begin Text shown
Staggering Spin (MP) - Attacks in an area, and can help set up free attacks. If you're looking for Melee offense at this level, this is probably what you'll take.

Stand the Fallen (PHB) - Holy mass healing, Batman! This can turn a bleak situation into a fair fight in one fell swoop, and even comes in with some decent damage on the hit, too.

Surging Assault (D 384) - Nowhere near as powerful as Stand the Fallen, due to the ridiculously short range. However the bonus to all defenses from second wind is a perk. Terrible if you have Dwarves in your party, for the aforementioned reason.

*Terrain Dominance (DSH) - *The strength of this power is entirely contigent upon your parties ability to generate massive amounts of difficult terrain, and have a hearty amount of forced movent. With that, it becomes a *solid power*, without it *this is trash.*

Turning Point (PHB) - This looks just like Inspiring War Cry... but as a Daily. No.

Villain's Nightmare (PHB) - An accurate entry hit, and the possibility of canceling normal movement. Usually not that useful because if an enemy really wants to get away from you, shift-charge is an option you cannot account for.

*Ranged:*

Archery Commander (MP 2) - Not provoking OA's on Ranged attacks lifts a lot of restrictions on where you can move in a given encounter, and thus deserves to be regarded highly, especially in a Ranged-heavy party. Plus, it deals solid damage, too.

Create Opportunity (MP 2) - A very effective enhancement of an ally's damage output while delivering damage of your own. Beautiful.
end Text shown
Stated exercise 1 ▸
In the power reviews, what does the second wind from Surging Assault grant a bonus to?
Stated exercise 2 ▸
Duplicate the power reviews from "Surging Assault (D 384) - Nowhere" up to and including "cannot account for.".
The material has no connection to the power reviews.
begin Data excerpt
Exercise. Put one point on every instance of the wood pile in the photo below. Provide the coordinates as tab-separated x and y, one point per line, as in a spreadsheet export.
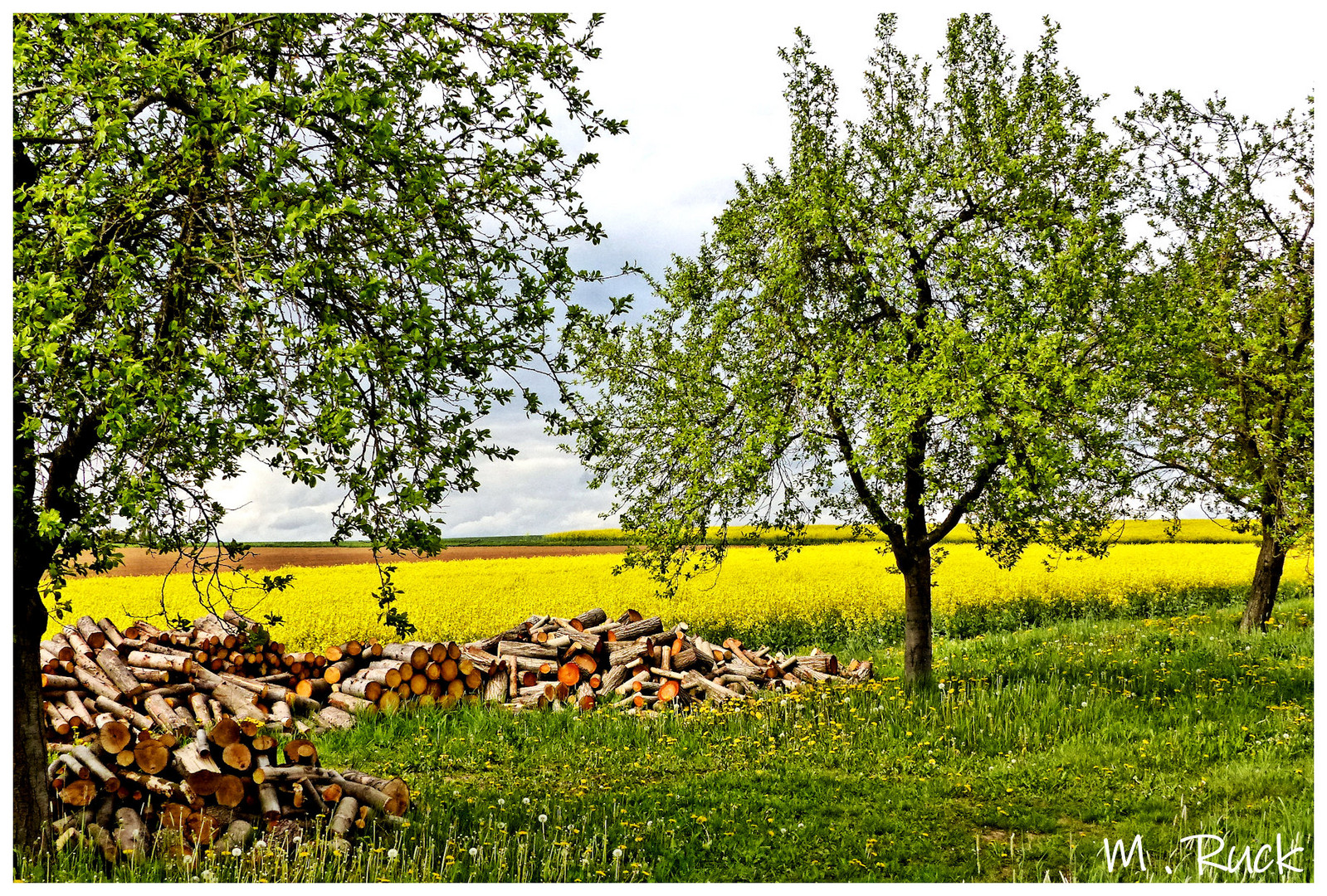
199	734
178	681
212	782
end Data excerpt
Correct output 1 ▸
It grants a bonus to all defenses.

Correct output 2 ▸
Surging Assault (D 384) - Nowhere near as powerful as Stand the Fallen, due to the ridiculously short range. However the bonus to all defenses from second wind is a perk. Terrible if you have Dwarves in your party, for the aforementioned reason.

*Terrain Dominance (DSH) - *The strength of this power is entirely contigent upon your parties ability to generate massive amounts of difficult terrain, and have a hearty amount of forced movent. With that, it becomes a *solid power*, without it *this is trash.*

Turning Point (PHB) - This looks just like Inspiring War Cry... but as a Daily. No.

Villain's Nightmare (PHB) - An accurate entry hit, and the possibility of canceling normal movement. Usually not that useful because if an enemy really wants to get away from you, shift-charge is an option you cannot account for.